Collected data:
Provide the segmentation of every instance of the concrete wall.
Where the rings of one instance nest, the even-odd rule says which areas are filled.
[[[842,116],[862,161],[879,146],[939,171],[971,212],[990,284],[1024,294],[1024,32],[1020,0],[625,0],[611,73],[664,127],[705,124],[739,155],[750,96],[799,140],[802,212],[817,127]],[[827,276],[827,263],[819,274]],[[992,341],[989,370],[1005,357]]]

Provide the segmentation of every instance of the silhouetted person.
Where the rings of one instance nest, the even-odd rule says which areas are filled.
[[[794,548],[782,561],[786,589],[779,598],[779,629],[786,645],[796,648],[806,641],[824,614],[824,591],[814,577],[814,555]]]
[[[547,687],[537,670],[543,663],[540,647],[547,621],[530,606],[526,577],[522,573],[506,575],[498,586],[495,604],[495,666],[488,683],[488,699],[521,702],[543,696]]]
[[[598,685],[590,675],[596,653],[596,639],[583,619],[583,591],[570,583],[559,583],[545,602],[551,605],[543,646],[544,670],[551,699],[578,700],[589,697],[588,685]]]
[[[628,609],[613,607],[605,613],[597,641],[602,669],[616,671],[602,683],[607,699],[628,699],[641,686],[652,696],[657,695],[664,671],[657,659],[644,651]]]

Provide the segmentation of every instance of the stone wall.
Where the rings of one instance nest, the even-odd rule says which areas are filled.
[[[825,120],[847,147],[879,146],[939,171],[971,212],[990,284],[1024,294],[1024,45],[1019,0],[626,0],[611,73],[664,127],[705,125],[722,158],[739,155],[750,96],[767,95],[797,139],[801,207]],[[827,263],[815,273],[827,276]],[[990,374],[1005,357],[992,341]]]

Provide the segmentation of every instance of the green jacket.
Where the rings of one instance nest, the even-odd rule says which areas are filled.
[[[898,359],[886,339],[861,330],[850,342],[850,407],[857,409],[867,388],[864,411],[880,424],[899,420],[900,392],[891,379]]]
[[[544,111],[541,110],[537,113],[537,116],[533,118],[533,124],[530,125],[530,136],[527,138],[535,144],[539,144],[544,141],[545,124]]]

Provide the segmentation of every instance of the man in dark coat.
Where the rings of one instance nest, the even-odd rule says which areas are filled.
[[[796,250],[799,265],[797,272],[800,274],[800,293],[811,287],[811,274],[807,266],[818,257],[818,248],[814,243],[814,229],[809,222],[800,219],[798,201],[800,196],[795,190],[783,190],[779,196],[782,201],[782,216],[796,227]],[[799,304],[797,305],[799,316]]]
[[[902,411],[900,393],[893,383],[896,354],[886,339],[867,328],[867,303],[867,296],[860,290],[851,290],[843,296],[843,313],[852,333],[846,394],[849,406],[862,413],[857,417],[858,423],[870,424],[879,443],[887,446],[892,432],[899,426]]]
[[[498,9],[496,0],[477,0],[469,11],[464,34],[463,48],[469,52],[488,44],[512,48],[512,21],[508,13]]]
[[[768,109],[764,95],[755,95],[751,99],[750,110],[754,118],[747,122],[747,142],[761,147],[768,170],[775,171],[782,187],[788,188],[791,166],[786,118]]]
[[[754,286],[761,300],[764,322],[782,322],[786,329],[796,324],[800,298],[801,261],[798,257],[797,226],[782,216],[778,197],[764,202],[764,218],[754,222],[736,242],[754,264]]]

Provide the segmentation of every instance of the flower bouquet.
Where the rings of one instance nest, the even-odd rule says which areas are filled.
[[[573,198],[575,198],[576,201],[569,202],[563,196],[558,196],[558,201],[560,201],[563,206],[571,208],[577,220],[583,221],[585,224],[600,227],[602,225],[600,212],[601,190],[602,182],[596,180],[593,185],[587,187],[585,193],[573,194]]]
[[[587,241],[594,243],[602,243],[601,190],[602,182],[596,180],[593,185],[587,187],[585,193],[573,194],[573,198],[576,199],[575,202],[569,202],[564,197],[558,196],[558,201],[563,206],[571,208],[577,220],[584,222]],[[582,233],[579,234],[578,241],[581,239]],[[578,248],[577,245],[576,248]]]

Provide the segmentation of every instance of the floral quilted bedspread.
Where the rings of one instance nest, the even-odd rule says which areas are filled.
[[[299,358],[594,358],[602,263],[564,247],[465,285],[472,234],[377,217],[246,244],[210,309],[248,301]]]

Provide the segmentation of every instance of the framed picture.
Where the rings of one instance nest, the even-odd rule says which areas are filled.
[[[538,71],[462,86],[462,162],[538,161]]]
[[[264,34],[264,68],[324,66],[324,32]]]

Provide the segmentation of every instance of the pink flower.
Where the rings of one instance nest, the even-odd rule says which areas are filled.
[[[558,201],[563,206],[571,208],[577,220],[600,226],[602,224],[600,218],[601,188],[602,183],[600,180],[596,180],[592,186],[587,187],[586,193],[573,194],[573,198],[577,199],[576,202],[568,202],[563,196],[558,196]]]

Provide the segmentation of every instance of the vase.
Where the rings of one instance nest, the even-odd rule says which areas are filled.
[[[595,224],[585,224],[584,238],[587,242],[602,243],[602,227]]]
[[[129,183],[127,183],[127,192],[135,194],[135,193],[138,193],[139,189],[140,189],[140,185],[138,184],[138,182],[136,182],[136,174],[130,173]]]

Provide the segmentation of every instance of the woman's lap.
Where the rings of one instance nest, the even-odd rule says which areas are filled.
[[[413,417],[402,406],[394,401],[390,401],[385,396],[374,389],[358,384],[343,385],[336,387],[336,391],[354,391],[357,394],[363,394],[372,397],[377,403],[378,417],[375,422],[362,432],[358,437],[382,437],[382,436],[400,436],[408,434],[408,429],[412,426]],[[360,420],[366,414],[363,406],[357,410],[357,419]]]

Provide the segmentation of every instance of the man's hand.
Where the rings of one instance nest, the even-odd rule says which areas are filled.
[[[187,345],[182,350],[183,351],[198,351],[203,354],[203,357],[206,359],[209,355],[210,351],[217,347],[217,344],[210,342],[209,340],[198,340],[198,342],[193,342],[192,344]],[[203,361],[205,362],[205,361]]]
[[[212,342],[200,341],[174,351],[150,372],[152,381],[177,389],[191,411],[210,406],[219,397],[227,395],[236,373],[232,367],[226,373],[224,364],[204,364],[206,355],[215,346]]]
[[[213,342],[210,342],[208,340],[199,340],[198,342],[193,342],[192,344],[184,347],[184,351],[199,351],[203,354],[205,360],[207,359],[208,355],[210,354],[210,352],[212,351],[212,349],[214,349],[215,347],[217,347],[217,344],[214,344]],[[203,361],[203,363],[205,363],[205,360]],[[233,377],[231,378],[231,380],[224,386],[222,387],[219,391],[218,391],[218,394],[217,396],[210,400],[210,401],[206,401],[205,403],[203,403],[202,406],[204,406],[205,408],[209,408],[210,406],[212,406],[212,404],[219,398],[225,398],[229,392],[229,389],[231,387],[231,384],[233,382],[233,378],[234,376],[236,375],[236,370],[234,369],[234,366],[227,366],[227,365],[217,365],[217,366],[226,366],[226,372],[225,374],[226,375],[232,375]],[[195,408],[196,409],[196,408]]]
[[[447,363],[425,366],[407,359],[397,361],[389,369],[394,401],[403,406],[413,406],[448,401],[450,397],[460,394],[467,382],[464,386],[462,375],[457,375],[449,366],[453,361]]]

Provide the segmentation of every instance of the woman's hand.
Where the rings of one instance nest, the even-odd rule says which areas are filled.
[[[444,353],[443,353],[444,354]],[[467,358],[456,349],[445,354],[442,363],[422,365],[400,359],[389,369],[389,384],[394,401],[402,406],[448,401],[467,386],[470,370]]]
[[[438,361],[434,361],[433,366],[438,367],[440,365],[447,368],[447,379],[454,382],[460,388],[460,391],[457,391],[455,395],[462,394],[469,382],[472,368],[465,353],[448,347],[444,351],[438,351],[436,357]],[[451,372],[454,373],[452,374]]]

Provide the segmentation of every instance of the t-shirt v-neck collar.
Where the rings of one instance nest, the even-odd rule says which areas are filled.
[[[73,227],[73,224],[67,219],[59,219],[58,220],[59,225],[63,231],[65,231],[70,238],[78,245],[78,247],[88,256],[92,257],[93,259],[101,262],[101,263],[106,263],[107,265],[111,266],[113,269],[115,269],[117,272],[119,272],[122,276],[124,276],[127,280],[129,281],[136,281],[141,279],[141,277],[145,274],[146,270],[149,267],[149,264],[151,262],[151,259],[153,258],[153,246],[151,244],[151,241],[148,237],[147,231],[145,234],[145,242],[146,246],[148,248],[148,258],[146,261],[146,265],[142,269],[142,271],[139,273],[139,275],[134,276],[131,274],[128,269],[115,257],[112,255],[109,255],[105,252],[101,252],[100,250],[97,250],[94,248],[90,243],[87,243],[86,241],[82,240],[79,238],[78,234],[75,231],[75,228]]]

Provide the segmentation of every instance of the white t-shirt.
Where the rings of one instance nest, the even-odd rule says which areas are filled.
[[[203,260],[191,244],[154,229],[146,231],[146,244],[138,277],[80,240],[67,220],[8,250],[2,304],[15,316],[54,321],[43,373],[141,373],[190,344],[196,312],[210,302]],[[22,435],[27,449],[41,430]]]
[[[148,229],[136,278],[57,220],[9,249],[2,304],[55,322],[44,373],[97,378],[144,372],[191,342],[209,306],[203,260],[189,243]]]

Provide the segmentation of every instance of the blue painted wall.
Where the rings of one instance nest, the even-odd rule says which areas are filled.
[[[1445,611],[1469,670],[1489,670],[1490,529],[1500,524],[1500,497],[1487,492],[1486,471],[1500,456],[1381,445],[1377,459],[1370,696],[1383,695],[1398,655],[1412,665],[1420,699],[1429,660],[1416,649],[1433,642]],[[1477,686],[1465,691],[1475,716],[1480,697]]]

## [Exercise objective]
Quote the records from their first line to the line with "Provide the segmentation of every instance of the silhouetted", inclusive, without adding or dropping anything.

## [Written response]
Provide the segmentation of every instance of the concrete wall.
Where the rings of one instance nest, the even-odd rule says which areas are filled.
[[[842,116],[862,161],[879,146],[939,171],[971,212],[990,284],[1024,294],[1024,32],[1020,0],[625,0],[611,73],[664,127],[705,124],[739,155],[750,96],[799,140],[802,212],[817,127]],[[827,276],[827,263],[819,274]],[[992,341],[989,370],[1005,357]]]

Provide the segmentation of every instance of the silhouetted person.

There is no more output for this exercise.